======== Provided data
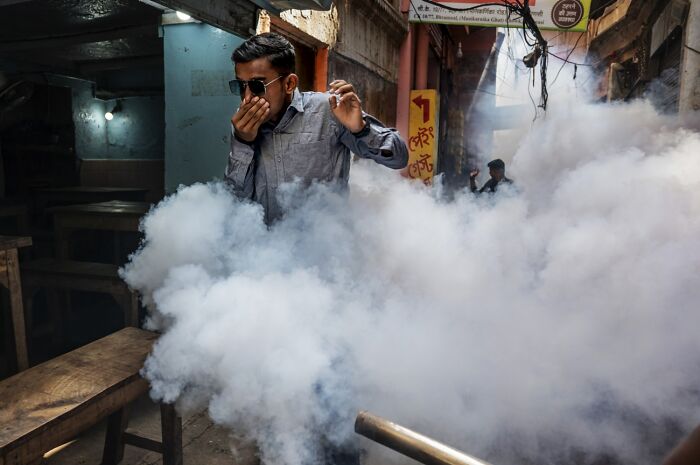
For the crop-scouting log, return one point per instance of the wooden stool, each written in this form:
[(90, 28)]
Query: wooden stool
[(51, 403)]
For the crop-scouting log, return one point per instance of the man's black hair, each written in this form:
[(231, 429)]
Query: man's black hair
[(497, 164), (269, 45)]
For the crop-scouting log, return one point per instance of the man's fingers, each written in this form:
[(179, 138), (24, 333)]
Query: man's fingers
[(255, 117), (344, 89), (348, 97), (333, 86), (252, 110)]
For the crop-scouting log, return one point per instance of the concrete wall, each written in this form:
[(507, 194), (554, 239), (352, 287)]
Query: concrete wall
[(198, 102), (367, 37), (136, 132)]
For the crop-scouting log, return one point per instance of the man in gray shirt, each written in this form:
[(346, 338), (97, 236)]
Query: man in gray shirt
[(281, 134)]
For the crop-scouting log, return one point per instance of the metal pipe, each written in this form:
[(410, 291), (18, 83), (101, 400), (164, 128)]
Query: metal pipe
[(410, 443)]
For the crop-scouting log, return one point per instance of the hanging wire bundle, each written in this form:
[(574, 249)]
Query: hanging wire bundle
[(517, 10)]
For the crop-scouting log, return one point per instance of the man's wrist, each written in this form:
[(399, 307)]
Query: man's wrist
[(241, 140), (363, 131)]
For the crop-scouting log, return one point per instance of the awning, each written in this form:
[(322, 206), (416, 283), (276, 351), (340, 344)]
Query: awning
[(276, 6)]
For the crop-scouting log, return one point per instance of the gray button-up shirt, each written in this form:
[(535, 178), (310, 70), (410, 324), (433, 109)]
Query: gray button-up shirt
[(308, 144)]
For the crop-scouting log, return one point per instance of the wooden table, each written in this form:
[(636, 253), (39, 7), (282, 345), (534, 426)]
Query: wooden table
[(115, 216), (10, 278), (90, 194), (56, 196), (51, 403), (17, 211)]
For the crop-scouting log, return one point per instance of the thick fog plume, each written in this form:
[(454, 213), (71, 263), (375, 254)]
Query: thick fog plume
[(556, 322)]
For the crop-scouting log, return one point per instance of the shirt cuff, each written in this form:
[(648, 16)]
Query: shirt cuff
[(364, 131)]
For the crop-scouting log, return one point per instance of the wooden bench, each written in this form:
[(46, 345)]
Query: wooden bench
[(51, 403), (68, 275)]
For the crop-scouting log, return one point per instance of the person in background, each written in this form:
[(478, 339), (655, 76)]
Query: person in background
[(687, 452), (497, 171), (281, 134)]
================
Exercise:
The entries should be printed again exactly as written, leaving all pictures out.

Answer space:
For the crop-scouting log, return one point per instance of the wooden stool, each written in this form:
[(90, 28)]
Query: wooden stool
[(51, 403)]
For the crop-scouting log, return one point per instance of the man's black hair, each written in this form:
[(231, 429)]
Query: man's black hair
[(497, 164), (269, 45)]
For the crop-scouting log, return one point per instance of the man's fingers, each written in this form:
[(179, 138), (24, 333)]
Query: man's fingers
[(255, 117), (344, 89), (348, 97), (333, 86), (252, 110)]
For the crop-scouting log, return one point per instance of the concrete wall, each written in this form:
[(507, 194), (554, 239), (352, 287)]
Query: concrete wall
[(198, 102), (367, 37), (136, 132)]
For the crop-scouting log, return one point per instance of the man in gray shirt, each written in this form:
[(346, 338), (97, 236)]
Query: man in gray shirt
[(281, 134)]
For the crop-scouting log, return one point per instance of the metal pipe, each written in this form:
[(410, 291), (18, 83), (101, 400), (164, 128)]
Query: metal pipe
[(410, 443)]
For the crop-scouting log, return one point per instance of the hanging wire bundle, each written in this form:
[(574, 249)]
Query: hanging wire bundle
[(517, 10)]
For the crop-scouting log, return one point per instance of the man's wrist, each written in this form:
[(399, 307)]
Query: man's wrist
[(241, 140), (363, 131)]
For the crop-scouting log, return one point per instance of the awning, each written in this form:
[(322, 206), (416, 283), (276, 351), (340, 344)]
Query: awning
[(276, 6)]
For the crop-scouting log, return one point per instance of the gray button-up shirt, each written in this form:
[(535, 178), (310, 70), (410, 324), (433, 109)]
Query: gray button-up shirt
[(308, 144)]
For the crop-scouting log, return one point per instance of the wooden table, each written in this form:
[(636, 253), (39, 7), (282, 345), (534, 426)]
Query: wooden table
[(115, 216), (10, 278), (90, 194), (56, 196), (51, 403), (17, 211)]
For the crop-scouting log, return one point per instance of the thick fog plume, each written in this form:
[(454, 213), (71, 263), (375, 254)]
Query: thick fog plume
[(556, 322)]
For the crop-scouting log, return one point per instance of the shirt cuff, each written in this form:
[(648, 16)]
Query: shirt cuff
[(364, 131)]
For the crop-scouting log, return one point per instance of the wooden bench, each written in this form:
[(46, 345)]
Query: wooden bench
[(51, 403), (68, 275)]
For the crop-scouting log, return one point per instance of the person in background, each written in this form:
[(478, 339), (655, 76)]
Query: person in background
[(687, 452), (497, 171), (281, 134)]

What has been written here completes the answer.